* [TASK]
The records below should be printed once more, exactly as they appear.

(SOURCE DATA begins)

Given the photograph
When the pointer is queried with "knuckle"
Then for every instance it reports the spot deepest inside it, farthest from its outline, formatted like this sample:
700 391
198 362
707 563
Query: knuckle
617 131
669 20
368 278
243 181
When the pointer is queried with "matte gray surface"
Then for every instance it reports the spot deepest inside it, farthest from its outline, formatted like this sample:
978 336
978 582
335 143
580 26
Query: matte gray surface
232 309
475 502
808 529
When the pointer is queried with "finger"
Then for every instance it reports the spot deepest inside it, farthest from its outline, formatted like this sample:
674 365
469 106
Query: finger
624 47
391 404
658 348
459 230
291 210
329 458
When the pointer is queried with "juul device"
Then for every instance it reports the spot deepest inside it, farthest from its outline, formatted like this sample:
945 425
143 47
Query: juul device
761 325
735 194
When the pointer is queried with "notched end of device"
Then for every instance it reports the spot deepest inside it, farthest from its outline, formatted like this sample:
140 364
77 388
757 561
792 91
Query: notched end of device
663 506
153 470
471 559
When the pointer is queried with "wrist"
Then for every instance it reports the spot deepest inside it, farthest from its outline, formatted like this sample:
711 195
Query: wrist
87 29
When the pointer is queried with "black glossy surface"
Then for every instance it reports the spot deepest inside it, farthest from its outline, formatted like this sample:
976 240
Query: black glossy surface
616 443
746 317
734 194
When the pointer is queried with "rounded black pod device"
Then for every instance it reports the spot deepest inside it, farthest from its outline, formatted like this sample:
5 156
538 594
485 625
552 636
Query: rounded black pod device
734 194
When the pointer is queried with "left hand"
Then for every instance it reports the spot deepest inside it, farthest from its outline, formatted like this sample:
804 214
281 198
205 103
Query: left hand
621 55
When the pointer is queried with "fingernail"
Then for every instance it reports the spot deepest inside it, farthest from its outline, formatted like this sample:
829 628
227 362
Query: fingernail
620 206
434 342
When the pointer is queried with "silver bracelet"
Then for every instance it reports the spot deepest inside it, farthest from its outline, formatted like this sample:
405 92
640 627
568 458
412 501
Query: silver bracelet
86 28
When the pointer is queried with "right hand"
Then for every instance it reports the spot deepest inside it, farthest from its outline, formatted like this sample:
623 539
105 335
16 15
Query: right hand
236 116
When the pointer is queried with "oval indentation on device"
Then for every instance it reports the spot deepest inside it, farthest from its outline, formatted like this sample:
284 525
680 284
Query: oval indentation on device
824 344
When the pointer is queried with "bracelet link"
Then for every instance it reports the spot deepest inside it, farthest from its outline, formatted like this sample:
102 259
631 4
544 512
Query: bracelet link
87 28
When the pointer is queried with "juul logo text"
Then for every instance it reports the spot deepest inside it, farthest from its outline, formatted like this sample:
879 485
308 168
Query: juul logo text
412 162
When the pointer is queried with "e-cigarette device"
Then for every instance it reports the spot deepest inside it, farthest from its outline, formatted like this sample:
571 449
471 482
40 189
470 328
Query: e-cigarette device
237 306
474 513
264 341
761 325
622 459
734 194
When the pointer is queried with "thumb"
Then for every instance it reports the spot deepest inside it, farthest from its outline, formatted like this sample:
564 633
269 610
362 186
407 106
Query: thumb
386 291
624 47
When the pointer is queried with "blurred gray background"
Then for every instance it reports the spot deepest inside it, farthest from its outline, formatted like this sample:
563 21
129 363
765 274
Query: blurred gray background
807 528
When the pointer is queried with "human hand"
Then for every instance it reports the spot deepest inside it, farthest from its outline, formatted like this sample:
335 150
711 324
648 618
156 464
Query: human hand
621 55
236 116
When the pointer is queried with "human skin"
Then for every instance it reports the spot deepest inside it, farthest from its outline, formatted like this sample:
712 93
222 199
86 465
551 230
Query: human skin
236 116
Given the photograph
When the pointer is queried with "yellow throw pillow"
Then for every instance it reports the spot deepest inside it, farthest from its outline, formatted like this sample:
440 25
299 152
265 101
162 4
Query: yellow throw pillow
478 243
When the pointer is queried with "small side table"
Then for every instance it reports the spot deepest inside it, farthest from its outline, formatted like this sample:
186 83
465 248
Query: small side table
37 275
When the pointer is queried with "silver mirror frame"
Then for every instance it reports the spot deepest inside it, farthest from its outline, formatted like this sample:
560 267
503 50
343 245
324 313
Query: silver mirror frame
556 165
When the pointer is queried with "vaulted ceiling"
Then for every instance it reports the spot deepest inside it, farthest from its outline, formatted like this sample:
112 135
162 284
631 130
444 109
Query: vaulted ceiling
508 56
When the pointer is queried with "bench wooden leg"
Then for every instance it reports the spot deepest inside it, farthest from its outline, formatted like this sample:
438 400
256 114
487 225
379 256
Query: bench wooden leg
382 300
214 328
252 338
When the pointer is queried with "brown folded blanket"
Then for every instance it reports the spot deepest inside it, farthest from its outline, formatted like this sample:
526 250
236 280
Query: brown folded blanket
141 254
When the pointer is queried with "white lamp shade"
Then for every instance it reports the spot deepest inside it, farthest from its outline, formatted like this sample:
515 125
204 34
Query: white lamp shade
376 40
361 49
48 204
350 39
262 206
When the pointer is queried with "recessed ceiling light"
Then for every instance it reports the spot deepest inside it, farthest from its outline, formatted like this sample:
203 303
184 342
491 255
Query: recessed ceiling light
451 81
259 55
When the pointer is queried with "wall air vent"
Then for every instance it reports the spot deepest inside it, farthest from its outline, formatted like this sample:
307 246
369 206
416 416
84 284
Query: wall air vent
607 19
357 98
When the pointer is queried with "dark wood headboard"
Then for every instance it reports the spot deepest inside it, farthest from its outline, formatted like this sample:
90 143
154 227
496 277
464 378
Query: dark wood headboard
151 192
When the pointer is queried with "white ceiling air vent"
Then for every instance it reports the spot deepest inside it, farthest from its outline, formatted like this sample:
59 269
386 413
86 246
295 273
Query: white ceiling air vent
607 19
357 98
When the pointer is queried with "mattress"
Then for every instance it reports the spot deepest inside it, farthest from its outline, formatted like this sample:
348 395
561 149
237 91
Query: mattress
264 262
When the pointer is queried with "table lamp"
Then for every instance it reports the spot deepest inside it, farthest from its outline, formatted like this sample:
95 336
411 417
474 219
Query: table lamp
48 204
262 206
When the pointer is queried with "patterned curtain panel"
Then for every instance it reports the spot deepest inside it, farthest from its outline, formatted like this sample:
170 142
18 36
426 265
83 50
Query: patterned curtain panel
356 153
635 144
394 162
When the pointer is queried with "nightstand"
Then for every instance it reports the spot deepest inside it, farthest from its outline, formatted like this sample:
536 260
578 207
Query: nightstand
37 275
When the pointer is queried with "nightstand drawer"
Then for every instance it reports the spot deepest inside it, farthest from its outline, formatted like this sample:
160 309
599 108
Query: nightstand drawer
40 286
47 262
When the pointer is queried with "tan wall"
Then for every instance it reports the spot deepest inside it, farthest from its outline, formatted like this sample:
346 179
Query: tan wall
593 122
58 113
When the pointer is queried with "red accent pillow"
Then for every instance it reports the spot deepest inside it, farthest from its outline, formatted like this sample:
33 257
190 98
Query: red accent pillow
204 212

(SOURCE DATA ends)

* [TASK RESPONSE]
Given the photograph
When the pointer is queried with "knuckle"
Then for every instance it reports the spot deepest inside it, farthest from its outline, formatted like this sample:
700 391
198 362
707 563
Query: knuckle
617 131
669 20
368 278
243 181
When the pointer is queried with "matte gray surface"
Then for every instance it reports the spot deepest inside it, farthest from its outline, formatted like this sample:
978 336
978 582
335 143
580 26
Query: matte gray surface
232 309
475 502
808 529
When the pointer is queried with "finger"
Then for every instance it reports the spot deepest inside it, farthest from its outline, formatted like this sample:
674 365
469 106
Query: finger
624 47
391 404
658 348
459 230
291 210
329 458
When the pointer is queried with "juul device"
Then for every instance it reports the spot deepest inside it, farthest from its outline, formatted like this sample:
945 425
143 47
Query: juul device
761 325
735 194
When the pointer is queried with "notched end of device"
Then for every instance it reports the spot deepest inside it, farthest from its outline, formatted like this sample:
140 364
77 388
757 561
792 91
Query: notched end of device
663 506
153 470
471 559
When the pointer is queried with "wrist"
Then for every instance it reports the spot deepest inside it, farthest from its outline, formatted like this sample:
711 195
Query: wrist
87 29
When the pointer is queried with "black glossy surface"
Then for every instance it reports the spot deepest inside it, farthest from its outline, formatted like this sample:
976 240
Query: black glossy surface
616 443
746 317
734 194
When the pointer is queried with "rounded black pod device"
Then for every instance it reports the spot deepest inside it, farthest from its outline, formatted like this sample:
5 156
538 594
485 625
552 636
Query: rounded black pod device
734 194
When the pointer is queried with "left hand"
Then for every instance it reports the spot deepest inside it, farthest from its outline, formatted like this sample:
804 214
281 198
205 103
Query: left hand
621 55
When the pointer is queried with "fingernail"
Then for every instance it reports the spot deepest inside it, farthest from its outline, formatted like this sample:
829 628
227 362
Query: fingernail
620 206
434 342
When the pointer is queried with "silver bracelet"
Then for every instance it reports the spot deepest inside it, farthest from its outline, formatted like this sample:
405 92
640 627
568 458
412 501
Query: silver bracelet
86 28
When the pointer is queried with "right hand"
Then for every instance it reports the spot deepest inside it, farthest from its outline, formatted like this sample:
623 539
105 335
16 15
Query: right hand
236 116
When the pointer is queried with "oval indentation on device"
Then for every instance it reports the spot deepest inside it, farthest from its outline, formatted like this sample:
284 525
680 284
Query: oval indentation on device
824 344
When the pointer is queried with "bracelet link"
Then for every instance it reports the spot deepest inside it, farthest from its outline, formatted like this sample:
102 259
631 4
544 512
Query: bracelet link
87 28
When the pointer is queried with "juul logo text"
Then for every instance it reports the spot deepest inside it, farthest from its outline, formatted like this sample:
879 485
308 168
Query: juul logo text
412 162
When the pointer is queried with "e-cigarette device"
Then for every instance it reports the spot deepest inside it, farthest from its outline, formatted like this sample:
571 449
471 482
40 189
470 328
Query: e-cigarette device
237 306
474 513
264 341
761 325
622 459
734 194
When the pointer is queried with "thumb"
Then for every instance it reports the spot deepest inside it, farthest from its outline, formatted like this sample:
564 633
269 610
362 186
407 106
Query: thumb
386 291
624 47
When the pointer is queried with "blurred gray background"
Then for every instance it reports the spot deepest inside it, farthest from its outline, formatted like this sample:
563 21
129 363
765 274
Query: blurred gray background
807 528
When the pointer is queried with "human hand"
Then for every instance it reports the spot deepest inside it, farthest from its outline, formatted like this sample:
335 150
711 324
648 618
156 464
Query: human hand
621 55
236 116
When the pointer is queried with "human skin"
Then for every instance it reports the spot deepest inside it, farthest from its outline, formatted like this sample:
712 93
222 199
86 465
551 230
Query: human skin
236 116
Given the photograph
When the pointer is queried with "yellow throw pillow"
Then for every instance it reports the spot deepest inside it, farthest from its outline, formatted like this sample:
440 25
299 152
265 101
162 4
Query: yellow throw pillow
478 243
When the pointer is queried with "small side table"
Then for every instance it reports the spot deepest inside it, farthest from its outline, formatted like this sample:
186 83
465 248
Query: small side table
37 275
When the pointer is queried with "silver mirror frame"
Then for every instance it reports the spot deepest inside it, farthest from its outline, formatted like this sample:
560 267
503 50
343 245
324 313
Query: silver mirror frame
556 165
When the pointer is queried with "vaulted ceiling"
Then for every instance it reports the spot deepest inside it, farthest from its outline, formatted like this sample:
112 135
162 284
631 130
444 109
Query: vaulted ceiling
508 56
When the pointer is queried with "bench wooden leg"
Then for every instance it reports the spot deepest inside it, farthest from its outline, formatted like this sample:
438 400
256 114
487 225
379 256
Query: bench wooden leg
382 300
214 328
252 338
When the pointer is queried with "brown folded blanket"
Then for every instance it reports the spot deepest inside it, farthest from its outline, formatted like this sample:
526 250
236 280
Query: brown folded blanket
141 254
When the pointer is queried with "white lamp shade"
Then for every instance it reports the spot deepest inside it, farthest from its outline, formatted like this sample:
515 125
204 34
Query: white lamp shade
376 40
361 49
48 204
350 39
262 206
When the pointer is queried with "recessed ceiling light"
Then for every instance it reports the spot deepest inside it, farthest from its outline, formatted like this sample:
203 303
184 342
491 255
Query: recessed ceiling light
451 81
259 55
When the pointer is queried with "wall air vent"
Then for every instance it reports the spot deepest inside it, farthest from its outline, formatted like this sample:
307 246
369 206
416 416
84 284
Query: wall air vent
607 19
357 98
When the pointer is queried with "dark wood headboard"
Then for every instance it reports the spot deepest inside it, farthest from its outline, formatted like this sample:
90 143
154 227
496 277
464 378
Query: dark wood headboard
151 192
When the pointer is queried with "white ceiling air vent"
Then for every instance it reports the spot deepest inside it, farthest from its outline, formatted like this sample:
59 269
386 413
86 246
295 273
Query: white ceiling air vent
607 19
357 98
When the pointer is queried with "mattress"
Then for every instance it reports the spot deepest inside it, farthest from its outline, formatted like this sample:
348 395
561 149
237 91
Query: mattress
264 262
When the pointer is queried with "table lamp"
Then for every instance it reports the spot deepest inside it, farthest from its outline, formatted like this sample:
95 336
411 417
474 219
Query: table lamp
48 204
262 206
When the pointer is queried with "patterned curtain panel"
Then for every instance it reports the spot deepest inside it, farthest from its outline, formatted like this sample:
170 142
18 36
426 265
83 50
Query: patterned curtain panel
356 153
635 144
394 162
When the pointer is queried with "nightstand"
Then for every instance it reports the spot deepest inside it, farthest from its outline, formatted like this sample:
536 260
578 207
Query: nightstand
37 275
When the pointer is queried with "nightstand drawer"
Then for every instance it reports the spot deepest inside it, farthest from its outline, formatted like this sample:
160 309
599 108
Query: nightstand drawer
40 286
47 262
When the pointer is queried with "tan wall"
Then for every instance it reports the spot deepest inside it, farthest from its outline, formatted like this sample:
346 179
Query: tan wall
593 122
58 113
When the pointer is queried with "red accent pillow"
Then for every instance it reports the spot deepest inside it, farthest from its outline, formatted like this sample:
33 257
190 98
Query: red accent pillow
204 212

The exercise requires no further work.